◆ The exercise
Update the lines from the one containing "Can you find the man's hand?" through the one containing "<point>664,491</point>", inclusive, swapping "Target" for "Object" and leaving everything else as it is. Give back only those lines.

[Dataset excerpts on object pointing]

* * *

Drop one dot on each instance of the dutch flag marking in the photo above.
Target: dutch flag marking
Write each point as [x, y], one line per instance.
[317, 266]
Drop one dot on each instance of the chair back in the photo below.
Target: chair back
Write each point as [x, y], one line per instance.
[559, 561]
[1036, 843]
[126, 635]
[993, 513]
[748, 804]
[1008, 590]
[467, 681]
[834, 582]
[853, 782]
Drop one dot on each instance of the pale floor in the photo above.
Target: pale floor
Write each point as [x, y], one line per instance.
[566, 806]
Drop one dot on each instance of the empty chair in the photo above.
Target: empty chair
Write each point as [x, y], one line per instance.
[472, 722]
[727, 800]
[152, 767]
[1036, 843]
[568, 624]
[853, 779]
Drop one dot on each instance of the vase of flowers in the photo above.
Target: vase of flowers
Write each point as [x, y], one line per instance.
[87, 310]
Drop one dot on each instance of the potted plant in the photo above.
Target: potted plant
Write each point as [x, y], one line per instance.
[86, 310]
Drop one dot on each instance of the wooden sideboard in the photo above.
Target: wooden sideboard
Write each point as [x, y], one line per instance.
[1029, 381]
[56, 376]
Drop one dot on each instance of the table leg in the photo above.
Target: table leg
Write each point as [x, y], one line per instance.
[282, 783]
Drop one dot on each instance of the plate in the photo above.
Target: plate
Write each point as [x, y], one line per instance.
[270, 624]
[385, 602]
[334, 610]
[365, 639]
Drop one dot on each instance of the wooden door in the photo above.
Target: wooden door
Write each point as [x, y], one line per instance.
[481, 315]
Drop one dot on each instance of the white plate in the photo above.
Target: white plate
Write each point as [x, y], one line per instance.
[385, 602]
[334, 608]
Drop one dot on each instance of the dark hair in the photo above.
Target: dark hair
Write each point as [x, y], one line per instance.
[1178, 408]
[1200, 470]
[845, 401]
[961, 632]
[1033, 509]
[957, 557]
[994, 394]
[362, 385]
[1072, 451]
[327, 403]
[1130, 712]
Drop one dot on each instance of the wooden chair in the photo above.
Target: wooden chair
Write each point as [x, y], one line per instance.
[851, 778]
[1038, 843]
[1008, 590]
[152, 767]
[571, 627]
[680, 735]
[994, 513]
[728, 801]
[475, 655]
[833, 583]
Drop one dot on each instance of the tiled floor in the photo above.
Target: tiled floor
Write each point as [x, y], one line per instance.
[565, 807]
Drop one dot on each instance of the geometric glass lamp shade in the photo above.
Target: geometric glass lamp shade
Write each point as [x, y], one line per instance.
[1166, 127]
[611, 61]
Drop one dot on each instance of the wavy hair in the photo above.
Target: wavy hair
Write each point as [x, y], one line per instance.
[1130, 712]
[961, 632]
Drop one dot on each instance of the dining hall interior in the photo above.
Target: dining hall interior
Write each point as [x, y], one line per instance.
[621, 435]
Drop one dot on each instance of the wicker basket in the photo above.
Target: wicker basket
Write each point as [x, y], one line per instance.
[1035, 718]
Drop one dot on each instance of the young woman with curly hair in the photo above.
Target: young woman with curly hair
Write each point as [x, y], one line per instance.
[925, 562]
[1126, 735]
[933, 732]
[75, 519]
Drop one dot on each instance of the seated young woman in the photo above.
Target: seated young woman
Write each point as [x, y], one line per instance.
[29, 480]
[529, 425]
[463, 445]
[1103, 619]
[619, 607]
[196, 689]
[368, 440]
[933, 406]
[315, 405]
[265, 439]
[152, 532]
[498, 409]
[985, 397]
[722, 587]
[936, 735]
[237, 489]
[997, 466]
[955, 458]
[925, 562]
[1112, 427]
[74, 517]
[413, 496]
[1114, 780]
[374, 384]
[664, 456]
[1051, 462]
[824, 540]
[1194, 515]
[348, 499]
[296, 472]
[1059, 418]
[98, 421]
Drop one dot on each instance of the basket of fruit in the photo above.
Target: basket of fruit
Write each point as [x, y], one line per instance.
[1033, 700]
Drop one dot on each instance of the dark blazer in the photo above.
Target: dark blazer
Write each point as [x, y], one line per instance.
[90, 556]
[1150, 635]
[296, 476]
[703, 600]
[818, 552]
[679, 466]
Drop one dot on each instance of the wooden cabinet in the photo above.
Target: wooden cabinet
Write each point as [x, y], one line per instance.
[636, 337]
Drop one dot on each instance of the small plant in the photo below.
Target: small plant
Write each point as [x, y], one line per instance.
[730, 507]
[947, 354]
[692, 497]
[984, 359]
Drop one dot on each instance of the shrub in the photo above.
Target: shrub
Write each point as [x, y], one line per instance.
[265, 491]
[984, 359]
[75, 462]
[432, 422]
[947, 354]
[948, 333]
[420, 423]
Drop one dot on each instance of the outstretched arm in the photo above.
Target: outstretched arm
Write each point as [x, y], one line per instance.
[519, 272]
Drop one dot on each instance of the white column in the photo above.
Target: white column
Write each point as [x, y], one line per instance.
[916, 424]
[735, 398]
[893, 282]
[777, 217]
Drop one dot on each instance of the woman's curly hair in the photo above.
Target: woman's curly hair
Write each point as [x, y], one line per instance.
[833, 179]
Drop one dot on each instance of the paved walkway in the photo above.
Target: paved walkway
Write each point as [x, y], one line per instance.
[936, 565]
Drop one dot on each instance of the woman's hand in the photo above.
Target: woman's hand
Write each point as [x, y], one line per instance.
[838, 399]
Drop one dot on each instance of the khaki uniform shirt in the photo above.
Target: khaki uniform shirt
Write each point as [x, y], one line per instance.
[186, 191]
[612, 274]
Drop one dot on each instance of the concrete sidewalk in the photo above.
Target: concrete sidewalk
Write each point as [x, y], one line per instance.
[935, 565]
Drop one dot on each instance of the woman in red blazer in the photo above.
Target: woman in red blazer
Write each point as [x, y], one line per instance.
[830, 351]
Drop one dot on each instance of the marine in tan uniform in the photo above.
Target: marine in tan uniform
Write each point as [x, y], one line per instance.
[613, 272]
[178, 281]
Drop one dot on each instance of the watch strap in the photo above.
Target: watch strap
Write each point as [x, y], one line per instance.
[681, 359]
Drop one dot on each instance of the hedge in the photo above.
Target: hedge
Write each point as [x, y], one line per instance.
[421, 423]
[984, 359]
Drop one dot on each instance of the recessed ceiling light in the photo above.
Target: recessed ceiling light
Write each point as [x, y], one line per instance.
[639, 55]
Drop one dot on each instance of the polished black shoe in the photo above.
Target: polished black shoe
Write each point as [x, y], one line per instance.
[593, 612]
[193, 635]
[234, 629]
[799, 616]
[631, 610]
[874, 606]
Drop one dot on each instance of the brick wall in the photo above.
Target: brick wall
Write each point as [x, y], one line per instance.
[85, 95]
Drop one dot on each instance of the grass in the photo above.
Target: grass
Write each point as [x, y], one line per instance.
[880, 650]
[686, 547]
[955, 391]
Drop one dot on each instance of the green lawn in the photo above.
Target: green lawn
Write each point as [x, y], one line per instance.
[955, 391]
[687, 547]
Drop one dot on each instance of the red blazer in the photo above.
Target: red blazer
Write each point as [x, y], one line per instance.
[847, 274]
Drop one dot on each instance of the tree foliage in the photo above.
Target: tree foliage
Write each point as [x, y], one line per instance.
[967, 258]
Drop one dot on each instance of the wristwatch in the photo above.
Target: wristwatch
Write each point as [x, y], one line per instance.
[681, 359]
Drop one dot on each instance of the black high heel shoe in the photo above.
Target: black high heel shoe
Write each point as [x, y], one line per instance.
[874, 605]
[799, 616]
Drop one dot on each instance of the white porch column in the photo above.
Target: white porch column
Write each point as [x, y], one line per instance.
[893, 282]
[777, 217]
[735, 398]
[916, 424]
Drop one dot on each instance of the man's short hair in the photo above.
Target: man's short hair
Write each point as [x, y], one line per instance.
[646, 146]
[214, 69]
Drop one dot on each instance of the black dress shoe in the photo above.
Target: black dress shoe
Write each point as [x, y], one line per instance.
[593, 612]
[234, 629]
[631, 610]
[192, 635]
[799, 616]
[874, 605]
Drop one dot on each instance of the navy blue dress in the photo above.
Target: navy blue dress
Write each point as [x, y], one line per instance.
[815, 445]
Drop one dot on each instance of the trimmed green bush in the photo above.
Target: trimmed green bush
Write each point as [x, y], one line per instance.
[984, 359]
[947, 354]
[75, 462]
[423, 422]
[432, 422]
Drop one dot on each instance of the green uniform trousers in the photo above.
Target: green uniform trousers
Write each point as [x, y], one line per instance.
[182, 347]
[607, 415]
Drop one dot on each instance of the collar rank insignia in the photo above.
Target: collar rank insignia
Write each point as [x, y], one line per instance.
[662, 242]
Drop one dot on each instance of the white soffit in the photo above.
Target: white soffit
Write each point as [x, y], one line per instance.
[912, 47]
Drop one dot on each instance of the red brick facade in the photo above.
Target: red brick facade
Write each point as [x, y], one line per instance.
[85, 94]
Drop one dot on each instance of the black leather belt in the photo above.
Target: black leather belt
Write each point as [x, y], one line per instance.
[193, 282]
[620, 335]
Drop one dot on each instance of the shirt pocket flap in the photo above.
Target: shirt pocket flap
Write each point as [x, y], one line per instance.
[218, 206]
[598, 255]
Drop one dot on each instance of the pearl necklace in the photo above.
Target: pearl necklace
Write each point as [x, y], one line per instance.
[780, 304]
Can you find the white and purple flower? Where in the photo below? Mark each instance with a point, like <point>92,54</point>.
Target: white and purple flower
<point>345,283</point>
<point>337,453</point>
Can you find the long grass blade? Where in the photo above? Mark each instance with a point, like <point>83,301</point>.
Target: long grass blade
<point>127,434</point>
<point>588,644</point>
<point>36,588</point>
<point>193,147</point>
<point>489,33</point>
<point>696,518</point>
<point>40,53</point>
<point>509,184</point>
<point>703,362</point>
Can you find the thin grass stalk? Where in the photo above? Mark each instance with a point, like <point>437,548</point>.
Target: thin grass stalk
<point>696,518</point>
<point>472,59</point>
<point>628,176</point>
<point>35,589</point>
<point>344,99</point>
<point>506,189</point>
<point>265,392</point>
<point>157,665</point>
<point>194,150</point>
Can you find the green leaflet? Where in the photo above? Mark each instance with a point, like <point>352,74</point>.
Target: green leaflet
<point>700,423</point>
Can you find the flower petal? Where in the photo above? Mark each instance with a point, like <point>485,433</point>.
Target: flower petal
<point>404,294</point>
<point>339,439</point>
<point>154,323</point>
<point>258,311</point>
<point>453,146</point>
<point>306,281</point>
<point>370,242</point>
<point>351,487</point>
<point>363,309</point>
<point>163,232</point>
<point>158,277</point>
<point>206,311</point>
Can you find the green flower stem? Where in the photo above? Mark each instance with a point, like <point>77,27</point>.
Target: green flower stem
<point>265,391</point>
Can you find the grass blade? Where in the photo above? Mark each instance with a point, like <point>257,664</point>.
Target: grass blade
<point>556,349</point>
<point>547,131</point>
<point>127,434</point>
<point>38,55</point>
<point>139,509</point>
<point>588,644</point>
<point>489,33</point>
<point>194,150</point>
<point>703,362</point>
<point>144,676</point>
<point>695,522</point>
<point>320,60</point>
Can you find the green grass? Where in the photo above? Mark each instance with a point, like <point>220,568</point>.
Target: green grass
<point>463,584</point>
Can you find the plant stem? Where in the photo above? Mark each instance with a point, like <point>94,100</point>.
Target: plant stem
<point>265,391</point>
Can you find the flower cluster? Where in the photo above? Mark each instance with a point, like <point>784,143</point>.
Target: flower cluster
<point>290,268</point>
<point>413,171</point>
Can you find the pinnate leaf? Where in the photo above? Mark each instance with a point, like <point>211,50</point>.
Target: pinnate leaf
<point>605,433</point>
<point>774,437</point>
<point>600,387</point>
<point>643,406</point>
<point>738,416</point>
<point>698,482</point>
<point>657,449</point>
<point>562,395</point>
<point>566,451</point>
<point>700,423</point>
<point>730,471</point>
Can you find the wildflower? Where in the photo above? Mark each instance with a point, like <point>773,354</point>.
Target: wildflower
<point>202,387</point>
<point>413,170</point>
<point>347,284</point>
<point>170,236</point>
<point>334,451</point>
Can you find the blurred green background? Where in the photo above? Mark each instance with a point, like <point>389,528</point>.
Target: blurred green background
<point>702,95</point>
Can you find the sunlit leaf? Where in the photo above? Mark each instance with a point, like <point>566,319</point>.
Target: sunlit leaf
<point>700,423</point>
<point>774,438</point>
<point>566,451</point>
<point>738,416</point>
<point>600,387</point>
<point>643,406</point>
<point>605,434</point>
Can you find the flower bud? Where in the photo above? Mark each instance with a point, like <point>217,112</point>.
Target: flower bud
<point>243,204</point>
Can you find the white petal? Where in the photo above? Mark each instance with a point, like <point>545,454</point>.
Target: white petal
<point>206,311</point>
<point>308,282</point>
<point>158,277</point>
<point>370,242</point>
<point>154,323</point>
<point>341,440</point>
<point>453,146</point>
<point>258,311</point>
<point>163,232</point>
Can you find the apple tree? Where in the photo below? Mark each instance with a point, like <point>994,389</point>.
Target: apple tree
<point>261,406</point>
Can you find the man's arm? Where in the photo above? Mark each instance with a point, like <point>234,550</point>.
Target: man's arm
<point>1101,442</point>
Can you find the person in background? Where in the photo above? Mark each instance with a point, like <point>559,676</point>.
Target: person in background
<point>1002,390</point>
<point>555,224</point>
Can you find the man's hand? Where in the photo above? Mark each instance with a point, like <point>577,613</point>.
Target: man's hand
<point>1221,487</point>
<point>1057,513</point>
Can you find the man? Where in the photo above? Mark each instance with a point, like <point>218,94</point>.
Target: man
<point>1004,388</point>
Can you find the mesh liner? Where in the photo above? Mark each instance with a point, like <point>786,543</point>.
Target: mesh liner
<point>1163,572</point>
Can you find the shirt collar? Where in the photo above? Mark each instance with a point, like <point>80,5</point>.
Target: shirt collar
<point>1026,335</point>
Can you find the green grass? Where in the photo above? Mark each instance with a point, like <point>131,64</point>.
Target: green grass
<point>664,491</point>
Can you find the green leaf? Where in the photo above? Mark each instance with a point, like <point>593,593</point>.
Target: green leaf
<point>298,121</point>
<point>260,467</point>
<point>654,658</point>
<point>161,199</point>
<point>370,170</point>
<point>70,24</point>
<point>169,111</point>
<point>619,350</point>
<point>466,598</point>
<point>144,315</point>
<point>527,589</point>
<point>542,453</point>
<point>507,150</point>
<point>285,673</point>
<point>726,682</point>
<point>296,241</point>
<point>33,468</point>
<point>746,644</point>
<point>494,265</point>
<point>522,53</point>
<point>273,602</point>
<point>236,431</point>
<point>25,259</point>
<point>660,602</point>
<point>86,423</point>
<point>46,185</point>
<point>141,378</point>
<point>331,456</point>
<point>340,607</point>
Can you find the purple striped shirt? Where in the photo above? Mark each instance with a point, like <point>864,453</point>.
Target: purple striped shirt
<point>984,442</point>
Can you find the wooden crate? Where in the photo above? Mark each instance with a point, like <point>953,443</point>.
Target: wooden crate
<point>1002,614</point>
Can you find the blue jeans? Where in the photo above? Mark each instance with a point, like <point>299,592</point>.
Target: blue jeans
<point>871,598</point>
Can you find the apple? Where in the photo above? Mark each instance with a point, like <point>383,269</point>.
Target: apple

* * *

◆ Answer
Can you find the man's hand? Where in the photo above? Mark each instance with a point, like <point>577,613</point>.
Object: man's hand
<point>1221,487</point>
<point>1057,513</point>
Can you find the man? Where in the photo above? Mark each instance with a point, like <point>218,94</point>.
Object: man
<point>1004,388</point>
Can you find the mesh liner? Where in the photo above? Mark each instance with a point, like <point>786,543</point>.
Object: mesh liner
<point>1163,572</point>
Can you find the shirt collar? Where in the photo above? Mark each instance with a point, like <point>80,5</point>.
Object: shirt collar
<point>1026,335</point>
Can you find the green grass? Where in the photo above? Mark each instance with a point, like <point>131,64</point>.
Object: green grass
<point>664,491</point>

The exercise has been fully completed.